Object pointing dataset records
►

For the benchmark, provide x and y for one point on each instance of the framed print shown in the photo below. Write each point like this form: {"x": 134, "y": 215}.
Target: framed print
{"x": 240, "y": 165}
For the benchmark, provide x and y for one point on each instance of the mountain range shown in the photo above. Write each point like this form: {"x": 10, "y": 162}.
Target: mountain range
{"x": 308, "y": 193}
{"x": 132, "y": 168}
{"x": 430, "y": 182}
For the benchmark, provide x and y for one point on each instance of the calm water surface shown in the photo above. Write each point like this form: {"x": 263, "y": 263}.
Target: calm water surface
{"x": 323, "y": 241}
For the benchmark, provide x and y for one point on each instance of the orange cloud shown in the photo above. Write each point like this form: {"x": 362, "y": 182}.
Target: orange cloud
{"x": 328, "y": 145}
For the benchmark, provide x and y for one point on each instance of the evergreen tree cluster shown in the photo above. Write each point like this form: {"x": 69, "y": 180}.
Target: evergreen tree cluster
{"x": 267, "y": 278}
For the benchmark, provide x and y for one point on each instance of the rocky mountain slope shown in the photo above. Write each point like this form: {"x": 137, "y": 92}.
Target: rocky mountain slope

◄

— STATED TASK —
Reproduce every one of the records above verbatim, with no changes.

— TASK ANSWER —
For the benchmark, provide x and y for one point on each instance of the framed print shown in the photo below. Write each point like this form: {"x": 134, "y": 215}.
Target: framed print
{"x": 240, "y": 165}
For the benchmark, provide x and y for one point on each instance of the mountain range shown in the photo above. Write each point like this form: {"x": 10, "y": 162}.
Target: mountain range
{"x": 308, "y": 193}
{"x": 132, "y": 168}
{"x": 430, "y": 182}
For the benchmark, provide x and y for one point on each instance of the calm water surface shown in the photo above. Write each point like this form: {"x": 263, "y": 263}.
Target: calm water surface
{"x": 323, "y": 241}
For the benchmark, provide x and y for one point on each instance of the orange cloud shown in the photo above. Write each point like this form: {"x": 362, "y": 182}.
Target: orange cloud
{"x": 328, "y": 145}
For the benchmark, provide x and y for one point on each instance of the evergreen tree cluster shown in the photo above. Write each point like this form: {"x": 69, "y": 180}.
Target: evergreen tree cluster
{"x": 267, "y": 278}
For the benchmark, provide x and y for one point on each instance of the rocky mountain slope shown in the photo above. Write each point like this form: {"x": 137, "y": 92}.
Target: rocky mountain slope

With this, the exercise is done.